▸ GOALS
A: Reproduce a span of the Lolo Liquor court opinion word for word, beginning at the words "In March 2013, Lolo" and stopping after the words "particularly relevant here.".
B: In the court opinion on Lolo Liquor's franchise agreement, which sections of the agreement are described as particularly relevant? Give each section's number and title.
C: Write the next part of the court opinion on Lolo Liquor's franchise agreement, picking up after its final sentence.

▸ SOURCE PASSAGE
4             LL LIQUOR V. STATE OF MONTANA

“commission rates”—were negotiated between the DOR and
each store.

    Two years into the term of Lolo Liquor’s contract,
Montana changed the rules, applying a uniform commission
structure to all franchise stores in the state. The principal
question before us is whether this change gives rise to a
Contracts Clause claim by Lolo Liquor against the state. We
conclude that it does not. 1

                                  I

                                 A

    In March 2013, Lolo Liquor entered into a ten-year
franchise agreement with the DOR to operate an agency
franchise store based in Lolo, Montana, a town about ten
miles outside Missoula. Three sections of that agreement are
particularly relevant here.

    Section 2, titled “Agency Franchise Agreement,”
provided that the “Agreement must be renewed every ten
years if the requirements of [the] Agreement have been
satisfactorily performed,” with the caveat that “[s]ubsequent
changes to the law by the legislature may require terms to
change in future renewals.” This provision referenced
section 16-2-101(5)(a) of the Montana Code, which, at the
time the agreement was made, stated that an agency
franchise agreement “must be renewed at the existing
commission rate for additional 10-year periods.” Mont.
Code Ann. § 16-2-101(5)(a) (2013). Section 2 also stated
that, “[d]uring the term of [the] Agreement, the commission
    1
      In a concurrently filed memorandum disposition, we conclude that
Lolo Liquor is entitled to relief on its remaining claim for breach of
contract under state law.
            LL LIQUOR V. STATE OF MONTANA                   5

. . . rate may be reviewed every three years, as provided by
law.” This clause included a reference to section 16-2-101(6)
of the Montana Code, which at that time provided that the
commission rate “may be reviewed every 3 years at the
request of either party” but that the rate would only be
adjusted “[i]f the [the franchise store] concurs.” Id. § 16-2-
101(6).

    Section 5, titled “Agent’s Discount Rates,” set forth how
the commission rate of 16.144% was calculated. That
commission rate comprised three separate discount rates: the
“commission percentage discount rate” (11.400%), the
“weighted average discount percentage rate” (3.869%), and
the “volume of sales discount rate” (0.875%). The
commission percentage discount rate was the part of the
commission rate subject to negotiation; the remaining two
discount rates were set by statute. This section also noted
that Lolo Liquor’s commission rate “may be reviewed and
adjusted in accordance with Montana law.” Notably, the
commission rate was the only financial term found in the
agreement.

    Finally, section 11, titled “Modification, Merger, and
Definitions,” provided that “[t]he parties agree that the
[DOR] may amend or modify [the] Agreement to conform
to changes in state or federal laws.” Additionally, Section 11
included a merger clause, which stated that the agreement
would “not be enlarged, modified or altered except in writing
signed by all parties,” with one important caveat—“that any
change required by a change in Montana law shall be
effective immediately upon the effective date of such change
in law, notwithstanding the failure of a party to agree in
writing to such change.” Section 11 also required that the
parties “make reasonable efforts to promptly reduce to
6           LL LIQUOR V. STATE OF MONTANA

writing the specific changes to the provision of this
Agreement that may be required by such change in law.”

▸ DATA EXTRACT
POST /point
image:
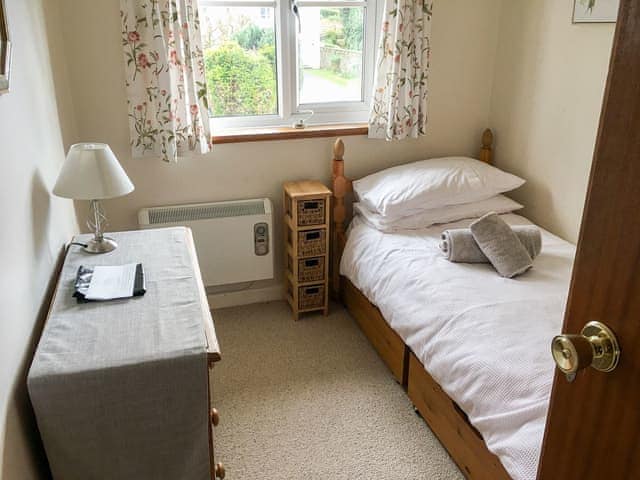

▸ ANSWERS
A:
In March 2013, Lolo Liquor entered into a ten-year
franchise agreement with the DOR to operate an agency
franchise store based in Lolo, Montana, a town about ten
miles outside Missoula. Three sections of that agreement are
particularly relevant here.

B:
- Section 2, "Agency Franchise Agreement"
- Section 5, "Agent's Discount Rates"
- Section 11, "Modification, Merger, and Definitions"

C:
                             B

     In 2014, Lolo Liquor was purchased by its current
owners, Josh and Leigh Paffhausen. The Paffhausens
maintain that, around the time of the purchase, they were
given assurances by the DOR that their commission rate
“could never be lowered” during the term of the agreement.
Soon after purchasing Lolo Liquor, the Paffhausens began
an aggressive expansion into the wholesale market, both
around the town of Lolo and beyond. The expansion was
quite successful—in three years, Lolo Liquor was buying
more than ten times as much liquor from the DOR as it had
before the Paffhausens’ purchase. The Paffhausens
attributed their success to innovation and customer service,
while their competitors maintained that Lolo Liquor’s
success was due its higher commission rate, which enabled
Lolo Liquor to provide services that others could not.

    Around the time Lolo Liquor was expanding, the Liquor
Store Owners Association of Montana, an industry group,
proposed changes to the commission structure for agency
franchise stores. This proposal was eventually introduced in
the Montana Senate as Senate Bill (SB) 193. In 2015, the
Montana Legislature passed SB 193, and the bill was signed
into law. See 2015 Mont. Laws ch. 362.

    SB 193 restructured the way in which commission rates
are calculated. Under SB 193, the commission rates would
no longer be determined by negotiations between the DOR
and each store. Instead, the rates would be based on a preset
schedule reflecting each store’s total liquor purchases from
the DOR during the previous calendar year. The less a store
purchased in the last year, the higher its commission rate
            LL LIQUOR V. STATE OF MONTANA                   7

would be. See Mont. Code Ann. § 16-2-101(4)(b)
to -101(4)(c) (2017). Because the amount purchased by each
store is largely based on the store’s sales, this change meant
that stores selling less liquor would receive higher
commission rates—and thus cheaper liquor—from the DOR.
See id. These new rates did not take effect immediately; they
were gradually phased in over the course of two years,
beginning in February 2016. Id. § 16-2-101(4)(a).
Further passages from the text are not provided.